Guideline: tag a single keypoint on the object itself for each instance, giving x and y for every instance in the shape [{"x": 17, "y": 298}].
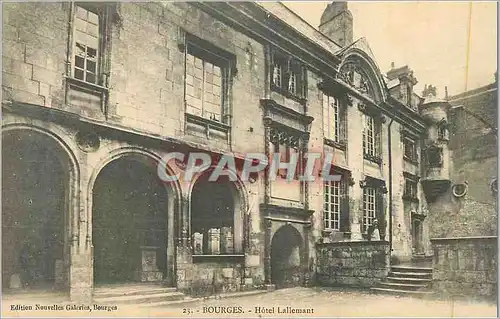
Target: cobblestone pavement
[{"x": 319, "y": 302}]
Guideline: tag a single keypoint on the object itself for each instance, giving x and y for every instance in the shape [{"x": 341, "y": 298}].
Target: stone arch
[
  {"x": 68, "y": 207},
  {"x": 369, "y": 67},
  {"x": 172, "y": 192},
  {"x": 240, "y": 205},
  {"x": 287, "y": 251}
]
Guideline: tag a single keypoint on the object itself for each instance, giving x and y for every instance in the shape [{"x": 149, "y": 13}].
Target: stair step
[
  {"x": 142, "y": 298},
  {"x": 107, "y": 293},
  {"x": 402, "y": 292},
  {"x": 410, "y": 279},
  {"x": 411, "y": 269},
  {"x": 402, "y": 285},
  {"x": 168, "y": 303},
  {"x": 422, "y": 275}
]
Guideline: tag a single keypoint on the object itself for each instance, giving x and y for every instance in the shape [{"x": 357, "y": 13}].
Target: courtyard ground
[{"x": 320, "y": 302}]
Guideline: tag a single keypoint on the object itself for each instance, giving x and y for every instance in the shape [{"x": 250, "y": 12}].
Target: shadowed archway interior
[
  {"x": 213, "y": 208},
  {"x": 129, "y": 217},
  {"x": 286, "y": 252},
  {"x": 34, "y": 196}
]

··········

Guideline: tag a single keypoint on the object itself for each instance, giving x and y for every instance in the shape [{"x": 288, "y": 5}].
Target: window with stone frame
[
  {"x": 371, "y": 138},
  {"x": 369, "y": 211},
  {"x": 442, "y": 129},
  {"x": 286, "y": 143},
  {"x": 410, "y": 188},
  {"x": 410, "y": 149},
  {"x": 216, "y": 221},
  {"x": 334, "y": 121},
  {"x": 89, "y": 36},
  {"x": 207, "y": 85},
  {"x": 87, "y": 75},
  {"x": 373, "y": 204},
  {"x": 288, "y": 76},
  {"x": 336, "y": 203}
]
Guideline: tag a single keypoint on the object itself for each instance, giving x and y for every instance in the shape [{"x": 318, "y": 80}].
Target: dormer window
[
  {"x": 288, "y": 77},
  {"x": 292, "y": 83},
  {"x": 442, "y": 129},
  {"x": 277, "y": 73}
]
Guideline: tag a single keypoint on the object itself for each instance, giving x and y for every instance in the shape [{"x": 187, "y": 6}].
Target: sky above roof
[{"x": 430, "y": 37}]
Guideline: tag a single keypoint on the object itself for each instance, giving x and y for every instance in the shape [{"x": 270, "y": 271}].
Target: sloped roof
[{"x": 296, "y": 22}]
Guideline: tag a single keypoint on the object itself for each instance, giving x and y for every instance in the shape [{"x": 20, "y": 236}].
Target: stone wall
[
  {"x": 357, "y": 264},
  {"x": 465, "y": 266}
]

··········

→ Task statement
Looking through the records, copy out every line in which the word "single" is found.

→ Exercise response
Guideline: tag a single keypoint on the object itself for each instance, giving x and y for every instance in the shape [{"x": 17, "y": 298}].
Guideline: tag a single keypoint on the object itself for each instance, giving x and y for every instance in the shape [{"x": 341, "y": 298}].
Guideline: tag a single keypoint on the object itself for each instance, giving x and y for every instance in the shape [{"x": 149, "y": 13}].
Guideline: tag a single keypoint on the object itself for each instance, giving x and y for every instance in the shape [{"x": 357, "y": 13}].
Guideline: tag a single keypoint on the object itself for each instance, giving x and y for every instance in the shape [{"x": 250, "y": 12}].
Guideline: tag a single keypoint on the object itself for each instance, giving x and y for every instance in the shape [{"x": 288, "y": 5}].
Guideline: tag a single keypoint on the object itself for each instance, giving x and y for every instance in the shape [{"x": 318, "y": 80}].
Guideline: tag a single keypoint on the object itself for each instance, giving x and y for every instance in the shape [{"x": 187, "y": 6}].
Guideline: tag a single keypoint on the object itself for each instance, giving x and y for every instance in the shape [{"x": 270, "y": 271}].
Guideline: tag a single keypoint on the object itself for each instance, giving x and y for every instance in the shape [{"x": 20, "y": 236}].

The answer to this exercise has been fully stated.